§ TEXT SEGMENT
******

DAMASCUS, Syria (AP) – Former U.S. President Carter defied U.S. and Israeli warnings and met twice this weekend with the exiled leader of Hamas and his deputy, two men the U.S. government has labeled terrorists and Israel accuses of masterminding attacks that have killed hundreds of civilians.
Carter is the most prominent American to hold talks with Khaled Mashaal, whose Palestinian militant group claimed new legitimacy from the meeting along with two other sessions the Nobel laureate held with Hamas leaders in the Middle East this week.
“Political isolation (of Hamas) by the American administration has begun to crumble,” Mohammed Nazzal, a top figure in Hamas’ political bureau, told The Associated Press after Friday’s meeting at Mashaal’s Damascus office.
Carter met Mashaal and his deputy, Moussa Abu Marzouk, again for about an hour Saturday morning, after more than four hours of talks the night before. “Several subjects were discussed, including Israeli-Palestinian) crossing points, (captured Israeli soldier Gilad) Shalit, the siege on the Palestinians and a cease-fire between Hamas and Israel,” Abu Marzouk said Saturday.
Another senior Hamas official in Damascus, speaking on condition of anonymity because he was not authorized to represent the group publicly, described the meetings as “warm.”
But he said Carter did not receive a response to either of the two requests the former president made: that Hamas halt its rocket attacks against Israel, and agree to a meeting with Israeli Deputy Prime Minister Eli Yishai to discuss a prisoner exchange.
Nazzal said Gaza-based Hamas leaders would travel to Syria on Saturday to confer with Mashaal, and that Carter “will be informed of Hamas’ response in the coming days.”
But underscoring the impression that Carter did not win any concessions, Hamas said Friday that Shalit would “not see the light” until Palestinian prisoners are also released in an exchange.
Carter’s convoy arrived at Mashaal’s office for the meeting under tight security, and reporters were prevented from getting near the site. The meetings were closed to media, and Carter was not available for comment. He left Damascus mid-morning Saturday, flying to Saudi Arabia for the next leg of his Mideast tour.

******

Records of labeled boxes

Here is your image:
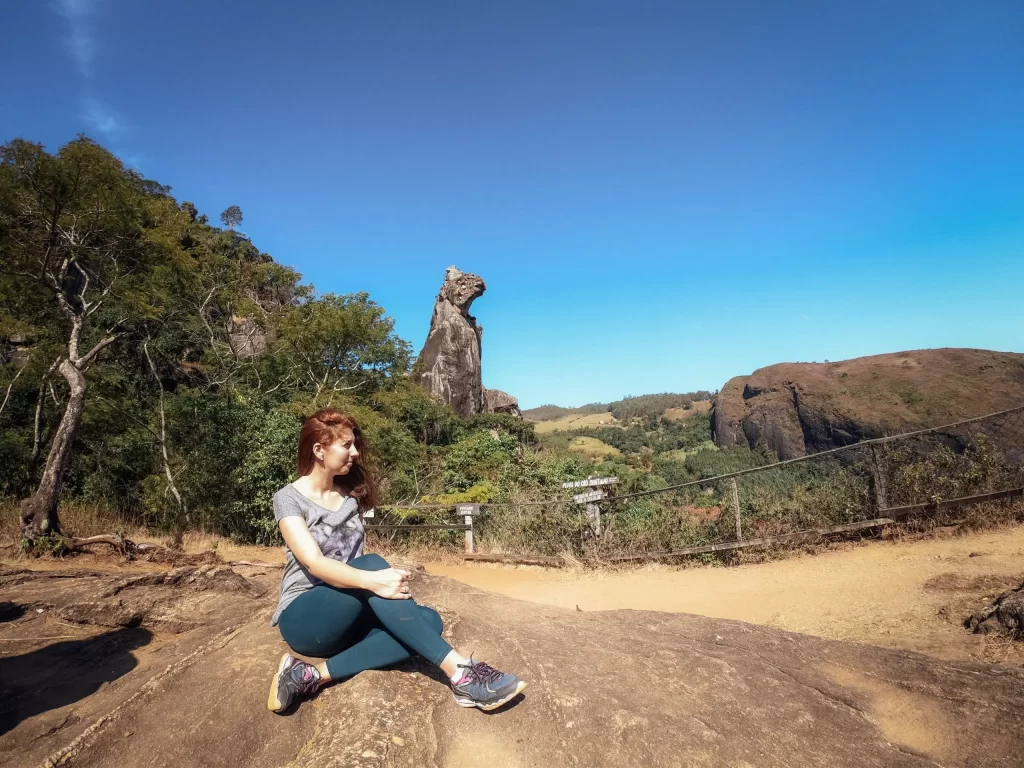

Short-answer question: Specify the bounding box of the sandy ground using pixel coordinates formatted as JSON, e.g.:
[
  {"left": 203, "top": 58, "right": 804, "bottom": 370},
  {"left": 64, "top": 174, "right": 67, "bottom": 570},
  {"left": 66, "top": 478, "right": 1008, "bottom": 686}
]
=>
[{"left": 426, "top": 526, "right": 1024, "bottom": 665}]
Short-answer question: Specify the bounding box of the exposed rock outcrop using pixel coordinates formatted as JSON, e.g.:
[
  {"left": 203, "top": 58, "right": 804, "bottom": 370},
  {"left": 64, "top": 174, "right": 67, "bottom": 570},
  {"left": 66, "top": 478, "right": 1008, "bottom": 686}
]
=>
[
  {"left": 414, "top": 266, "right": 486, "bottom": 416},
  {"left": 0, "top": 573, "right": 1024, "bottom": 768},
  {"left": 227, "top": 315, "right": 273, "bottom": 357},
  {"left": 483, "top": 387, "right": 522, "bottom": 419},
  {"left": 712, "top": 349, "right": 1024, "bottom": 459}
]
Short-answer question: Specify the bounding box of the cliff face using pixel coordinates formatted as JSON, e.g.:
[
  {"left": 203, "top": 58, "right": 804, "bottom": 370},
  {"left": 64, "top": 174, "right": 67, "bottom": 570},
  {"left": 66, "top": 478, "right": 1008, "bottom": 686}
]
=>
[
  {"left": 415, "top": 266, "right": 486, "bottom": 416},
  {"left": 712, "top": 349, "right": 1024, "bottom": 459},
  {"left": 483, "top": 387, "right": 522, "bottom": 419}
]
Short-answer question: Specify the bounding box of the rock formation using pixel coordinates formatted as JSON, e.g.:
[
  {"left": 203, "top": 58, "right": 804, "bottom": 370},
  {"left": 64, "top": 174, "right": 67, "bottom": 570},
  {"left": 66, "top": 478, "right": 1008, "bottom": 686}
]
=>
[
  {"left": 483, "top": 387, "right": 522, "bottom": 419},
  {"left": 712, "top": 349, "right": 1024, "bottom": 459},
  {"left": 0, "top": 570, "right": 1024, "bottom": 768},
  {"left": 413, "top": 266, "right": 503, "bottom": 416},
  {"left": 227, "top": 314, "right": 273, "bottom": 357}
]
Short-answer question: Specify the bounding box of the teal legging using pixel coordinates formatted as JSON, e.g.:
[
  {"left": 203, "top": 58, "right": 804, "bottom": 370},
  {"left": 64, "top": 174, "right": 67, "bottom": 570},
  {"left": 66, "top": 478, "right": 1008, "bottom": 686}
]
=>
[{"left": 278, "top": 555, "right": 452, "bottom": 680}]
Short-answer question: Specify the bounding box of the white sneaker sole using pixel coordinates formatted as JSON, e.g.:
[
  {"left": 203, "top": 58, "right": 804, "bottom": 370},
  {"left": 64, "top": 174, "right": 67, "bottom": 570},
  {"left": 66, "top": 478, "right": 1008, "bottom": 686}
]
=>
[{"left": 455, "top": 680, "right": 526, "bottom": 712}]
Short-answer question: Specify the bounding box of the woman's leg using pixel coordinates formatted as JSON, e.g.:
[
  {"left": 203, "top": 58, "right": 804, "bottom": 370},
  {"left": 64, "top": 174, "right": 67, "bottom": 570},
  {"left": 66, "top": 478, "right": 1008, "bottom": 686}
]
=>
[
  {"left": 348, "top": 555, "right": 452, "bottom": 666},
  {"left": 279, "top": 586, "right": 442, "bottom": 683},
  {"left": 278, "top": 586, "right": 368, "bottom": 658},
  {"left": 325, "top": 605, "right": 442, "bottom": 680}
]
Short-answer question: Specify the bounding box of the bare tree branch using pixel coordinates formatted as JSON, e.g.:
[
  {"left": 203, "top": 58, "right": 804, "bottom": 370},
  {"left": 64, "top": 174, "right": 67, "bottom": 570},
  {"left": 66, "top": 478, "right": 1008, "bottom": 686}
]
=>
[
  {"left": 72, "top": 334, "right": 124, "bottom": 371},
  {"left": 0, "top": 360, "right": 29, "bottom": 416},
  {"left": 142, "top": 339, "right": 188, "bottom": 525}
]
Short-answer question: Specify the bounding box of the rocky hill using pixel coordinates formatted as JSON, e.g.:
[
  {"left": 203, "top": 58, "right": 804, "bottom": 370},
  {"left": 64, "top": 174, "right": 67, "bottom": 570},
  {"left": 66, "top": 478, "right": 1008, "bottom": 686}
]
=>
[{"left": 712, "top": 349, "right": 1024, "bottom": 459}]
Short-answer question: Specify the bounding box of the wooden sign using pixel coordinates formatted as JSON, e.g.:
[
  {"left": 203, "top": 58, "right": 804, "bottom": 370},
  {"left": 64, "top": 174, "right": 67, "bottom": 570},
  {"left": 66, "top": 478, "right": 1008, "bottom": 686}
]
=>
[{"left": 562, "top": 477, "right": 618, "bottom": 488}]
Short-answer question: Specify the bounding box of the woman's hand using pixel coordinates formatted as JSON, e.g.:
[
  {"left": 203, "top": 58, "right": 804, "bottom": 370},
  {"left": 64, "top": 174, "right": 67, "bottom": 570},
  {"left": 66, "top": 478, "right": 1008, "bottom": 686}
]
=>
[{"left": 367, "top": 568, "right": 413, "bottom": 600}]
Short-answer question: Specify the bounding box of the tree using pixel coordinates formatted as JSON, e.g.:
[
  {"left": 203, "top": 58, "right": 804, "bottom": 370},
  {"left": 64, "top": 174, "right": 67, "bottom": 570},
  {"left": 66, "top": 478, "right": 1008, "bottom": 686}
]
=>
[
  {"left": 267, "top": 293, "right": 412, "bottom": 409},
  {"left": 0, "top": 137, "right": 181, "bottom": 541},
  {"left": 220, "top": 206, "right": 242, "bottom": 229}
]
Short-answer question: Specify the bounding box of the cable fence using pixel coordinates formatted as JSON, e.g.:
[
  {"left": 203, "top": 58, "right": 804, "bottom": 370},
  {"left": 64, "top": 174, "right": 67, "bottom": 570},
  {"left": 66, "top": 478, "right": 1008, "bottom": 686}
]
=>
[{"left": 368, "top": 406, "right": 1024, "bottom": 561}]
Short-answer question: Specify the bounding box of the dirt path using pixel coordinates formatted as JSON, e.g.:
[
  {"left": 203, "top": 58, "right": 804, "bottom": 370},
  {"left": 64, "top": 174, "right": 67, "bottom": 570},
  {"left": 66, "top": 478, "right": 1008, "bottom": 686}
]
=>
[{"left": 427, "top": 526, "right": 1024, "bottom": 664}]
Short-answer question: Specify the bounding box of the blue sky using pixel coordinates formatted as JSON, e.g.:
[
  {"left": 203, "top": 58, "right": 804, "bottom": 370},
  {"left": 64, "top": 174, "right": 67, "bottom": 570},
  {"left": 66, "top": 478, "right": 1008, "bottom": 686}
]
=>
[{"left": 0, "top": 0, "right": 1024, "bottom": 408}]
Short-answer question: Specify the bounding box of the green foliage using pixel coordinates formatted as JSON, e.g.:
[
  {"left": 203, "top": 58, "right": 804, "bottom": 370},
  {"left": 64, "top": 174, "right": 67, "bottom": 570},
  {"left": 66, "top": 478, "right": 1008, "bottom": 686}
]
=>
[
  {"left": 229, "top": 411, "right": 298, "bottom": 544},
  {"left": 441, "top": 432, "right": 519, "bottom": 490},
  {"left": 608, "top": 390, "right": 713, "bottom": 421},
  {"left": 420, "top": 482, "right": 495, "bottom": 504},
  {"left": 219, "top": 206, "right": 242, "bottom": 229}
]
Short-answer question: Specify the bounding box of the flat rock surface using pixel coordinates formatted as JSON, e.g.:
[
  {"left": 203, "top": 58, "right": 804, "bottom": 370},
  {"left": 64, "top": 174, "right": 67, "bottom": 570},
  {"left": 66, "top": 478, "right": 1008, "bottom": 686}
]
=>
[{"left": 0, "top": 569, "right": 1024, "bottom": 768}]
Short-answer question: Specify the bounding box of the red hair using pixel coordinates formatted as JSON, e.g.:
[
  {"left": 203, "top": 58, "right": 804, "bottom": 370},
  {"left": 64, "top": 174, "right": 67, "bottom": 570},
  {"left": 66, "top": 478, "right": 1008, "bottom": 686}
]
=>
[{"left": 298, "top": 408, "right": 379, "bottom": 511}]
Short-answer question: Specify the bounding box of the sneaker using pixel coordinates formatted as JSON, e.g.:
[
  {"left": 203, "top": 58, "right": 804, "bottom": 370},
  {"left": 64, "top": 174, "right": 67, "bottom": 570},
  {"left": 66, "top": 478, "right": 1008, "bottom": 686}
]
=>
[
  {"left": 452, "top": 657, "right": 526, "bottom": 711},
  {"left": 266, "top": 653, "right": 319, "bottom": 712}
]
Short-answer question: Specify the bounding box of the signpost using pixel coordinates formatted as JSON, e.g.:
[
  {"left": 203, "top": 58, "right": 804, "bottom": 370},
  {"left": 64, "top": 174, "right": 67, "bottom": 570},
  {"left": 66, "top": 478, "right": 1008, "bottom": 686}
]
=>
[
  {"left": 562, "top": 477, "right": 618, "bottom": 538},
  {"left": 455, "top": 504, "right": 480, "bottom": 555}
]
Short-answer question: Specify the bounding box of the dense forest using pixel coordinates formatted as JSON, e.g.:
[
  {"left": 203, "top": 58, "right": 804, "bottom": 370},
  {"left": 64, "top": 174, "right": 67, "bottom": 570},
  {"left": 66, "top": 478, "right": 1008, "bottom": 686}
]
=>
[
  {"left": 0, "top": 137, "right": 1005, "bottom": 554},
  {"left": 0, "top": 137, "right": 574, "bottom": 541}
]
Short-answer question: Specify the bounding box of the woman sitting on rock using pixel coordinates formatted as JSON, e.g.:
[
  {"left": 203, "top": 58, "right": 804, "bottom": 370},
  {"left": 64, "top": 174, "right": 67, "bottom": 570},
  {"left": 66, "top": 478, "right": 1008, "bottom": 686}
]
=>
[{"left": 267, "top": 409, "right": 526, "bottom": 712}]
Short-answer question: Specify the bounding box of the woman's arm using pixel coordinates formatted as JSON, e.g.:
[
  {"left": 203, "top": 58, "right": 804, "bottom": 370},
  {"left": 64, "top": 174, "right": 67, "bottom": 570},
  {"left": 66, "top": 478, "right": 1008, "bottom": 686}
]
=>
[{"left": 279, "top": 515, "right": 412, "bottom": 600}]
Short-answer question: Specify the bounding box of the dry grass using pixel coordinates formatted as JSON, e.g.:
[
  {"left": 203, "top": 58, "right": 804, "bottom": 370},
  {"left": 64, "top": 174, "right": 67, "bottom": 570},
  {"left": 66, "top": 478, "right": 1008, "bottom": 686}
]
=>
[
  {"left": 569, "top": 437, "right": 623, "bottom": 459},
  {"left": 534, "top": 412, "right": 618, "bottom": 434},
  {"left": 662, "top": 400, "right": 711, "bottom": 421},
  {"left": 0, "top": 501, "right": 152, "bottom": 543}
]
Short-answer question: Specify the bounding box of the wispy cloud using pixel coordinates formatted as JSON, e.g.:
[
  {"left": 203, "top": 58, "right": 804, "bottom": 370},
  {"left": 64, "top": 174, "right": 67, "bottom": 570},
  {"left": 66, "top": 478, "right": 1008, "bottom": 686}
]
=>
[
  {"left": 83, "top": 98, "right": 124, "bottom": 138},
  {"left": 54, "top": 0, "right": 96, "bottom": 77}
]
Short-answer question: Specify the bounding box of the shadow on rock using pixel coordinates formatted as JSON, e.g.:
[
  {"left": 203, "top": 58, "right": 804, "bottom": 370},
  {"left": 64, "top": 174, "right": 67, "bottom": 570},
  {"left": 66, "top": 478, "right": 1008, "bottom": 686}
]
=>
[
  {"left": 0, "top": 627, "right": 153, "bottom": 734},
  {"left": 401, "top": 656, "right": 526, "bottom": 715}
]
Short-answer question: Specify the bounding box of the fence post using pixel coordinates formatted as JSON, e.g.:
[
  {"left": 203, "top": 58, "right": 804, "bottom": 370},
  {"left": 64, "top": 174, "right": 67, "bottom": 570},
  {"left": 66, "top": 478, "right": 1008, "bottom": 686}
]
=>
[
  {"left": 455, "top": 504, "right": 480, "bottom": 555},
  {"left": 729, "top": 477, "right": 743, "bottom": 542},
  {"left": 871, "top": 445, "right": 889, "bottom": 511},
  {"left": 587, "top": 504, "right": 601, "bottom": 539}
]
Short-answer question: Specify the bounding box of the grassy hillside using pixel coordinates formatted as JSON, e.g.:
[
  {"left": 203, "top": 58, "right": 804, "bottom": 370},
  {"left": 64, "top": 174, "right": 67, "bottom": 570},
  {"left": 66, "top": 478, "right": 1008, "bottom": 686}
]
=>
[{"left": 522, "top": 390, "right": 713, "bottom": 432}]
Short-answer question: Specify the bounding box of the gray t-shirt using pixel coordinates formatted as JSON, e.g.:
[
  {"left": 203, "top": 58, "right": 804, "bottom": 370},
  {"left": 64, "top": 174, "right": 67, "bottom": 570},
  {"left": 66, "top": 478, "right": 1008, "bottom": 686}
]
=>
[{"left": 270, "top": 483, "right": 366, "bottom": 627}]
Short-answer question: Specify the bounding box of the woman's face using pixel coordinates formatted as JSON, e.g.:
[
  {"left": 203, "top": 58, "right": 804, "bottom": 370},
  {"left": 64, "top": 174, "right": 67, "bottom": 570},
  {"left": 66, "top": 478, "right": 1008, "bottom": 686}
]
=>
[{"left": 313, "top": 429, "right": 359, "bottom": 475}]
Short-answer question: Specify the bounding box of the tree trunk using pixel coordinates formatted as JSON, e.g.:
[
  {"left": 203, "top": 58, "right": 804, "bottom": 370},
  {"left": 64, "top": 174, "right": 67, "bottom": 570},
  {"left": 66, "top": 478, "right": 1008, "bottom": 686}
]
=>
[{"left": 22, "top": 359, "right": 86, "bottom": 540}]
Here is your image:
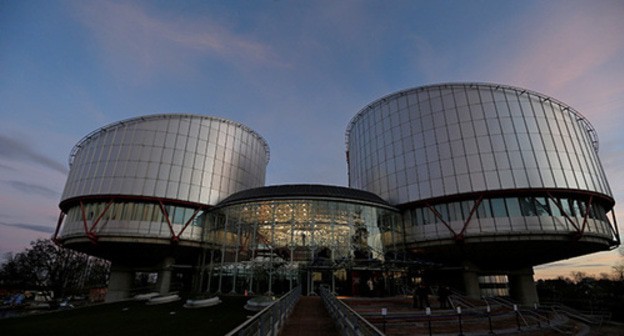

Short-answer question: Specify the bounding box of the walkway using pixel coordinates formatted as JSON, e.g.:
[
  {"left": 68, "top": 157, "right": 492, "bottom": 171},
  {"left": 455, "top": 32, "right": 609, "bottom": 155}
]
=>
[{"left": 280, "top": 296, "right": 340, "bottom": 336}]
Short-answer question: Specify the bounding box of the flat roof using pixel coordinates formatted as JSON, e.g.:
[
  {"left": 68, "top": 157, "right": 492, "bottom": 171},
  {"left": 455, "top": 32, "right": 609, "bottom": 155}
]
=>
[{"left": 217, "top": 184, "right": 395, "bottom": 209}]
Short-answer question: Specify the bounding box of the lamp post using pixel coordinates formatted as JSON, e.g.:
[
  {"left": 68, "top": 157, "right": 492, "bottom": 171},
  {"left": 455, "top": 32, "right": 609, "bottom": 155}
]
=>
[
  {"left": 485, "top": 305, "right": 494, "bottom": 335},
  {"left": 457, "top": 306, "right": 464, "bottom": 336},
  {"left": 514, "top": 304, "right": 521, "bottom": 331},
  {"left": 425, "top": 307, "right": 432, "bottom": 336}
]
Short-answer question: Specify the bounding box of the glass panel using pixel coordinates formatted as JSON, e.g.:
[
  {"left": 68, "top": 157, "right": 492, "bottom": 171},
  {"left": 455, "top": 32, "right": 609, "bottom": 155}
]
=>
[
  {"left": 505, "top": 197, "right": 522, "bottom": 217},
  {"left": 490, "top": 198, "right": 507, "bottom": 217}
]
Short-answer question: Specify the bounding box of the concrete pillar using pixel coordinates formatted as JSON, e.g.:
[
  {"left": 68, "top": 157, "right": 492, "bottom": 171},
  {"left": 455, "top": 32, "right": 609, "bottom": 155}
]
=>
[
  {"left": 509, "top": 267, "right": 539, "bottom": 306},
  {"left": 105, "top": 263, "right": 134, "bottom": 302},
  {"left": 156, "top": 257, "right": 175, "bottom": 295},
  {"left": 462, "top": 262, "right": 481, "bottom": 299}
]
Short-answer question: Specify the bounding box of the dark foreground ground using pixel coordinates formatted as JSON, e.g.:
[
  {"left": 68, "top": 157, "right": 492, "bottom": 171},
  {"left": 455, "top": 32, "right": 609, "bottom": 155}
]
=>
[{"left": 0, "top": 296, "right": 253, "bottom": 336}]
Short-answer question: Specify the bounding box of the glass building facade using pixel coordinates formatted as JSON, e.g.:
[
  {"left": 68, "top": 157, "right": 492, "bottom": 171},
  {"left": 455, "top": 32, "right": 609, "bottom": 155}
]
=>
[
  {"left": 204, "top": 185, "right": 403, "bottom": 294},
  {"left": 54, "top": 83, "right": 620, "bottom": 302},
  {"left": 60, "top": 114, "right": 269, "bottom": 249},
  {"left": 346, "top": 83, "right": 620, "bottom": 303},
  {"left": 347, "top": 84, "right": 613, "bottom": 204}
]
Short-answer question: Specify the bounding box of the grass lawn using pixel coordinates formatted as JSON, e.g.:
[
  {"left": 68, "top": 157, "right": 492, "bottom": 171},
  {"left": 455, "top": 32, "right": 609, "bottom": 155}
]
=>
[{"left": 0, "top": 296, "right": 254, "bottom": 336}]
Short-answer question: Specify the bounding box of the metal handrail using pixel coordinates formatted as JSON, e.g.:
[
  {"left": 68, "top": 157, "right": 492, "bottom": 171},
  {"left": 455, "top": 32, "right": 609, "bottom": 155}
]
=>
[
  {"left": 319, "top": 286, "right": 384, "bottom": 336},
  {"left": 226, "top": 286, "right": 301, "bottom": 336}
]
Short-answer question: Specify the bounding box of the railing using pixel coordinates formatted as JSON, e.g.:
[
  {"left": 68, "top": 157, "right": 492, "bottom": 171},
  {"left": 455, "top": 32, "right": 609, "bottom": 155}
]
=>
[
  {"left": 226, "top": 286, "right": 301, "bottom": 336},
  {"left": 319, "top": 286, "right": 384, "bottom": 336}
]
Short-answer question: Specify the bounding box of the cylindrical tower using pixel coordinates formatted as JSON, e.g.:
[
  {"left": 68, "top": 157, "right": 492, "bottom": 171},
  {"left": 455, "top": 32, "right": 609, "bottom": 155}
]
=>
[
  {"left": 346, "top": 83, "right": 619, "bottom": 304},
  {"left": 56, "top": 114, "right": 269, "bottom": 300}
]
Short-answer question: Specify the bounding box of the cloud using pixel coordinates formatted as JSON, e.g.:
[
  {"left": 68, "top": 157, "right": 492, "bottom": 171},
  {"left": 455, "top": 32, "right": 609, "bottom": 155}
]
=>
[
  {"left": 0, "top": 134, "right": 67, "bottom": 174},
  {"left": 67, "top": 1, "right": 286, "bottom": 80},
  {"left": 4, "top": 181, "right": 59, "bottom": 198},
  {"left": 0, "top": 222, "right": 55, "bottom": 234}
]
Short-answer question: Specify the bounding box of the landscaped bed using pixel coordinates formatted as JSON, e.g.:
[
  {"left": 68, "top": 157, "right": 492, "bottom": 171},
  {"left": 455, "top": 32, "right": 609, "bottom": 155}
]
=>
[{"left": 0, "top": 296, "right": 250, "bottom": 336}]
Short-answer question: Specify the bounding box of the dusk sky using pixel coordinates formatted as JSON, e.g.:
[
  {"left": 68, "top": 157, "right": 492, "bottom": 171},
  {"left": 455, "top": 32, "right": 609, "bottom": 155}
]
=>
[{"left": 0, "top": 0, "right": 624, "bottom": 278}]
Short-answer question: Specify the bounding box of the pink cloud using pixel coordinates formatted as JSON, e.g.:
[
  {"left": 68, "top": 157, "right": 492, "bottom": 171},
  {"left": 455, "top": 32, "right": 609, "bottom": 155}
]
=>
[{"left": 72, "top": 1, "right": 286, "bottom": 80}]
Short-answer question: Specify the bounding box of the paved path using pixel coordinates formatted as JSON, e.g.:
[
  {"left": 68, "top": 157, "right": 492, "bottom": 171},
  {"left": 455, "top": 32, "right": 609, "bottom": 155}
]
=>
[{"left": 280, "top": 296, "right": 340, "bottom": 336}]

******

§ OBJECTIVES
- A) According to the news report on Carter's meetings with Hamas, where did Carter fly after leaving Damascus?
- B) In the news report on Carter's meetings with Hamas, why did one senior Hamas official in Damascus speak only on condition of anonymity?

§ TASK SOLUTIONS
- A) He flew to Saudi Arabia for the next leg of his Mideast tour.

- B) He was not authorized to represent Hamas publicly, so he asked not to be named when he described the meetings as "warm" and said Carter's two requests had received no response.